>> begin Text provided

Eight Candles and a Tree

Years ago, when I first started out working in public media, the second time around that is, I was hired to do something I knew little about: community outreach.  But heck, that wasn’t about to stop me from doing the best job possible.

So I went in desperate search for any information I could glean, any knowledge I could take in.  And that’s how I met Simone Bloom Nathan.

A wonderful, compassionate woman, Simone, who grew up in Johannesburg, South Africa, lives in Brookline, Massachusetts. Of course, we met in Los Angeles, where she was doing a diversity training in partnership with the public TV station there.  The training was aimed at outreach professionals in the public media system and was designed to give them the tools needed to teach child care providers and parents how to use “The Puzzle Place,” a high quality children’s TV series all about tolerance and acceptance.

It proved to be an invaluable training.  I found Simone’s knack for teaching and being, well, such an awesome, compassionate woman, very inspiring.

>> end Text provided
>> begin Dataset extract

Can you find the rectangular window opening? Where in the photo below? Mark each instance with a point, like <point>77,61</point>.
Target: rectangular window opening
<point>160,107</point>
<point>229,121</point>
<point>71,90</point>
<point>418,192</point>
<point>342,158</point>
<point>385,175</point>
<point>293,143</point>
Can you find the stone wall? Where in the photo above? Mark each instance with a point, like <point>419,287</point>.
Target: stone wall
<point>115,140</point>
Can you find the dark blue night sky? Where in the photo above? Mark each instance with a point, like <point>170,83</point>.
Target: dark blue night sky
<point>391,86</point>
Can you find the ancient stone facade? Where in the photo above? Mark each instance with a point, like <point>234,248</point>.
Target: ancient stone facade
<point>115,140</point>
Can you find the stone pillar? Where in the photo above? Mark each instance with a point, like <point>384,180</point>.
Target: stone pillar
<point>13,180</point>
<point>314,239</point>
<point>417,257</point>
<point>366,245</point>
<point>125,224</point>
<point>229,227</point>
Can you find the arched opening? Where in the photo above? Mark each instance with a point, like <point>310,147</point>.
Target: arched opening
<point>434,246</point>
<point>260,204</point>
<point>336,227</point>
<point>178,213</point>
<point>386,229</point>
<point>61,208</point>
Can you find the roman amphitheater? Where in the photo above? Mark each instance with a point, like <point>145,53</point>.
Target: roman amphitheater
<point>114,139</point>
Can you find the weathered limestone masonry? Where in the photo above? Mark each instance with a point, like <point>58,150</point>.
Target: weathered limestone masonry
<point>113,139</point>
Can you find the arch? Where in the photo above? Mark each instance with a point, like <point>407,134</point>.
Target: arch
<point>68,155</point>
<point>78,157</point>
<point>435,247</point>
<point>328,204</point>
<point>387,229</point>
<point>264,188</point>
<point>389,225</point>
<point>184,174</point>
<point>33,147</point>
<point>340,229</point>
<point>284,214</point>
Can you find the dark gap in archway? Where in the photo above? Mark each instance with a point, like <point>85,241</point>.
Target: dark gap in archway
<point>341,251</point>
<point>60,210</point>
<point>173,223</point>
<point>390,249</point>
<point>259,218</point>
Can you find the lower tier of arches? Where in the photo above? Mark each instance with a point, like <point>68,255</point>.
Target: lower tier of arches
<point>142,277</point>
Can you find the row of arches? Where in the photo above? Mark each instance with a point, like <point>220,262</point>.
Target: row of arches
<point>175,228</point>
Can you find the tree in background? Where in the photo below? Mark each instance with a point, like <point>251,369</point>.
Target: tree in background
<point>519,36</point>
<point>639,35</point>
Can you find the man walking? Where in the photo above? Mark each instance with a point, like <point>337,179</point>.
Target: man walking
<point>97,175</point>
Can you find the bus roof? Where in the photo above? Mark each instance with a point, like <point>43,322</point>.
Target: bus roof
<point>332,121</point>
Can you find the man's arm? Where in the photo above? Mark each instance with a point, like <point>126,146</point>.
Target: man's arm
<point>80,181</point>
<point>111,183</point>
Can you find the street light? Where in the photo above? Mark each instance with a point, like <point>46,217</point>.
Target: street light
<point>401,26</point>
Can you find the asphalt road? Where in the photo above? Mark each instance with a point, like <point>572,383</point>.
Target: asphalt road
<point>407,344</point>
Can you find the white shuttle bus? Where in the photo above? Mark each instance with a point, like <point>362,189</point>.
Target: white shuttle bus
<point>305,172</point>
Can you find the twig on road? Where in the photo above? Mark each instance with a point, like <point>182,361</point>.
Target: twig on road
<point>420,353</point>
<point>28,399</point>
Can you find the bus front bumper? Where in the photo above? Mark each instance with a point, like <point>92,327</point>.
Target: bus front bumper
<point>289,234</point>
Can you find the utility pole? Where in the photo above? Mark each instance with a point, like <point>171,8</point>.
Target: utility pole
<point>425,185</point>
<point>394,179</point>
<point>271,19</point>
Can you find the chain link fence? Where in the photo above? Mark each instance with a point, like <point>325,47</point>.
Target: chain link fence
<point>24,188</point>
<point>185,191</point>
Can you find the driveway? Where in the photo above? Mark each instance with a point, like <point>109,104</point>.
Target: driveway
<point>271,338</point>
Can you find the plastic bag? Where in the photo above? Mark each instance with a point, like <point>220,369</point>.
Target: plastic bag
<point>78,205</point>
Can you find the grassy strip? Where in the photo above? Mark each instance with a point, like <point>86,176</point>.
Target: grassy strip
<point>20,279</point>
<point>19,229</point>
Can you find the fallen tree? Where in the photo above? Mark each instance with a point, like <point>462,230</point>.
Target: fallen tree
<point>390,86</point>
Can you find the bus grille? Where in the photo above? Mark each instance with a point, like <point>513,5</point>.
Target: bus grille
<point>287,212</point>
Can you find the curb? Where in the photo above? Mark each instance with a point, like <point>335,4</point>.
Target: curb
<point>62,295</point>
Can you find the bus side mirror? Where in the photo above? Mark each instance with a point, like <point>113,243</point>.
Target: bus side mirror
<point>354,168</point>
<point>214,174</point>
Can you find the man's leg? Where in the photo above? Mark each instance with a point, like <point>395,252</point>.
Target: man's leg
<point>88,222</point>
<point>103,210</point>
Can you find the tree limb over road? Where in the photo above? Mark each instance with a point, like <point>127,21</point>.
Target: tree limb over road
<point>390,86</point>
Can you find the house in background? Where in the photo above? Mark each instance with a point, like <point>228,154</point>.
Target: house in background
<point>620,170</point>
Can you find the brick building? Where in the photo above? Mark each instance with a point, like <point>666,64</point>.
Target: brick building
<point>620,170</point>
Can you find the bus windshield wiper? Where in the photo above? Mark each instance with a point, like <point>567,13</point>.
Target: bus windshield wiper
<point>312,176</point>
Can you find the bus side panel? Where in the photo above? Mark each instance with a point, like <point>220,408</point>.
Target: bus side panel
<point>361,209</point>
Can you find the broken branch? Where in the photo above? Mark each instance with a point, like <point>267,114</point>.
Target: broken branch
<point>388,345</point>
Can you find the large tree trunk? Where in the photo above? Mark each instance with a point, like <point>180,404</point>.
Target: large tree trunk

>> end Dataset extract

Task set —
[A] Duplicate the passage of the text about meeting Simone Bloom Nathan from "Years ago, when" up to and including "Simone Bloom Nathan.".
[B] Finish out the next part of the account of meeting Simone Bloom Nathan, picking up after its final sentence.

Results of the tasks —
[A]
Years ago, when I first started out working in public media, the second time around that is, I was hired to do something I knew little about: community outreach.  But heck, that wasn’t about to stop me from doing the best job possible.

So I went in desperate search for any information I could glean, any knowledge I could take in.  And that’s how I met Simone Bloom Nathan.

[B]
Fast forward to now. Simone, in her continued support of diversity and tolerance, has written a sweet, endearing book for the holidays, “Eight Candles and a Tree.”  Happily, Simone has been gracious enough to answer some questions I recently posed to her. I’m thrilled to share her response with you.


1) Who did you write this book for?

I wrote the book for families with young children who celebrate both Hanukkah and Christmas.

2) What inspired you to write “Eight Candles and a Tree?”

A few years ago, when my granddaughter was three, I went to my local bookstore to buy her a picture book about celebrating both Hanukkah and Christmas, but surprisingly, to me, I could find a book on the topic. I decided I was going to write one. Little did I know that it would take three years of research and learning about picture books before I actually was able to hold the book in my hands.

3) What is the message you are hoping to convey through the story and why should families be more accepting or flexible in celebrating the holidays?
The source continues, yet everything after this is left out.